Tally the lines in the items below that contain the string "tree", with case counting. Reply with the number only.

##############################

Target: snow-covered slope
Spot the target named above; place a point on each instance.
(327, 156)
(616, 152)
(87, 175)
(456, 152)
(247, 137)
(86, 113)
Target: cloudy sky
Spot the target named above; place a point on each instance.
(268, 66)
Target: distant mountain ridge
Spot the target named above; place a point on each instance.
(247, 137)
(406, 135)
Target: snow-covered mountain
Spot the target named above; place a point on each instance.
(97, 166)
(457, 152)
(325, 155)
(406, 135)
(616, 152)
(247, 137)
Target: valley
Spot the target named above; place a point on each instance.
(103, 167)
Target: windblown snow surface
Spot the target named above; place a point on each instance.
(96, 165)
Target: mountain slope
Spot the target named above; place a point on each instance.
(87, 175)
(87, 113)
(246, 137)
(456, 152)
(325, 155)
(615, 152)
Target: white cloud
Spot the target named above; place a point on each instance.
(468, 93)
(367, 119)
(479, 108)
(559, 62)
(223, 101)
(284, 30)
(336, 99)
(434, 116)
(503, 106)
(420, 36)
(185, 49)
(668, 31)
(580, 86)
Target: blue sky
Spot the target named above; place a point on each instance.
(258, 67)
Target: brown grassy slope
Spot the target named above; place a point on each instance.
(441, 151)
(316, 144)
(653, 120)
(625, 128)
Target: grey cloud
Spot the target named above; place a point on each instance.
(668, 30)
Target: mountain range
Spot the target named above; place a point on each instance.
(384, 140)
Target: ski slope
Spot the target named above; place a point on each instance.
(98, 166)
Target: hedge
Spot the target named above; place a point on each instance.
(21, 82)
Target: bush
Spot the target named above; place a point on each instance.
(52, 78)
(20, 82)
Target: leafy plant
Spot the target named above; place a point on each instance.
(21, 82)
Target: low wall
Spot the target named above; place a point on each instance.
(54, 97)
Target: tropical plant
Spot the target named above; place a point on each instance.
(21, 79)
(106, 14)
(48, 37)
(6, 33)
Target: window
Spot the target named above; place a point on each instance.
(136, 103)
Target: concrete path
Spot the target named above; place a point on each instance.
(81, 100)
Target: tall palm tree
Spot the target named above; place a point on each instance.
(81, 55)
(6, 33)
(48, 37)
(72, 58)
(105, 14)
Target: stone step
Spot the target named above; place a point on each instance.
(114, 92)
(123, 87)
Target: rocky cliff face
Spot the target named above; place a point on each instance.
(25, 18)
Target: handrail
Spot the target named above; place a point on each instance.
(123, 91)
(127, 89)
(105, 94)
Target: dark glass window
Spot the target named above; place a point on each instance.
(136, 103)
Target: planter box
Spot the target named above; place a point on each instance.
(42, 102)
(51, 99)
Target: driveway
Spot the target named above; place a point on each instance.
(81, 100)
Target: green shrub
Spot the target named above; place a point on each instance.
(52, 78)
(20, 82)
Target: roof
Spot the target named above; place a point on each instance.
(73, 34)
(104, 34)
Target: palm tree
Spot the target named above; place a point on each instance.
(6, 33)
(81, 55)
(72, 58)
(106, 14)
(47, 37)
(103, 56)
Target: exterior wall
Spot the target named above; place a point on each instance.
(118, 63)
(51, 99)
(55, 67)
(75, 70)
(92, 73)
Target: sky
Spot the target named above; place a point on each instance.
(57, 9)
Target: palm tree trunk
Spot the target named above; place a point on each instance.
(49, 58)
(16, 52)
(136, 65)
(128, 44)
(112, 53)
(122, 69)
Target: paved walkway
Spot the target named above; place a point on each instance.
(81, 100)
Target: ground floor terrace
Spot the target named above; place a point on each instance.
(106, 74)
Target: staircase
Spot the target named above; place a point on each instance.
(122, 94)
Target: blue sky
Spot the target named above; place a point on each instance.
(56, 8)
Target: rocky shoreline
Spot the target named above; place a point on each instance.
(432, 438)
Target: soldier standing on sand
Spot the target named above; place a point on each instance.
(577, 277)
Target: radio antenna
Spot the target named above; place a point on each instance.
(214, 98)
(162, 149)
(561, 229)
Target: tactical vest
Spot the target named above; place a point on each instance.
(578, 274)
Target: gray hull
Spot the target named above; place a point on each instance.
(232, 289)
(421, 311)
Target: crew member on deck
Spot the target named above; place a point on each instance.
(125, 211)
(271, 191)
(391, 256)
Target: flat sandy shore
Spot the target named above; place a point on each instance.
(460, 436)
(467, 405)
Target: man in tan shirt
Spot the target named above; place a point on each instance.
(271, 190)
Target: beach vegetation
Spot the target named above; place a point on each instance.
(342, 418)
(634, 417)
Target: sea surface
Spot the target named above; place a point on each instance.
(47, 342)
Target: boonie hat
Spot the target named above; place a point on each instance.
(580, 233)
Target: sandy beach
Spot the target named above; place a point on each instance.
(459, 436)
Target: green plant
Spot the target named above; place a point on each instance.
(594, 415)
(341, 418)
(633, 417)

##############################

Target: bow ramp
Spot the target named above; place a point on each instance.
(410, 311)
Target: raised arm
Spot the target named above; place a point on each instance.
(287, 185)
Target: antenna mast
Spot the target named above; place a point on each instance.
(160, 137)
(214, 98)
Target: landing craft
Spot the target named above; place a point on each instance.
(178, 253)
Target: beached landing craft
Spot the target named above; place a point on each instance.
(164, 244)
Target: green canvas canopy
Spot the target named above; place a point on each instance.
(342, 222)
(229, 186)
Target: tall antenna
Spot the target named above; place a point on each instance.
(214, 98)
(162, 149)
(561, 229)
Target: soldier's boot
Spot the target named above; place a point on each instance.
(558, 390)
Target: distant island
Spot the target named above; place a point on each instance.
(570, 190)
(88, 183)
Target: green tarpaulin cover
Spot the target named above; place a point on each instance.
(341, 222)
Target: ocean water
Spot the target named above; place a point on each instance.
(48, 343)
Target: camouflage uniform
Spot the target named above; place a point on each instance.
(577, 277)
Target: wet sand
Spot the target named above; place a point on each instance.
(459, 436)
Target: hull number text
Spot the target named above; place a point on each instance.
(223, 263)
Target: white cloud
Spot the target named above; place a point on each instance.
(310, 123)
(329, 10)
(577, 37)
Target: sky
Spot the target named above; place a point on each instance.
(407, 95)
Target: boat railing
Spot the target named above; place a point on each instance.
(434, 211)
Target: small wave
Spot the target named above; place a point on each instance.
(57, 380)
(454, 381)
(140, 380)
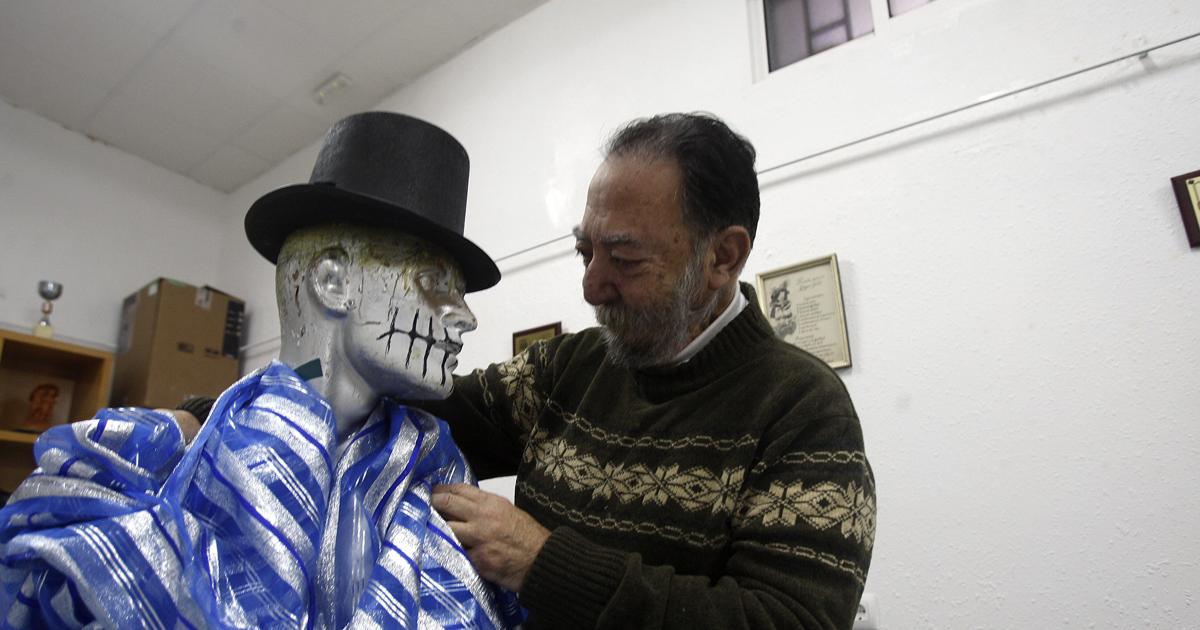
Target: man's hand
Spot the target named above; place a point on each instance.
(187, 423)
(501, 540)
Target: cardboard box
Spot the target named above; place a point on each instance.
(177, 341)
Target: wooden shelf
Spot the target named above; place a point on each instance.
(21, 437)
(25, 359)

##############################

**SOLUTION TO THE EXERCISE:**
3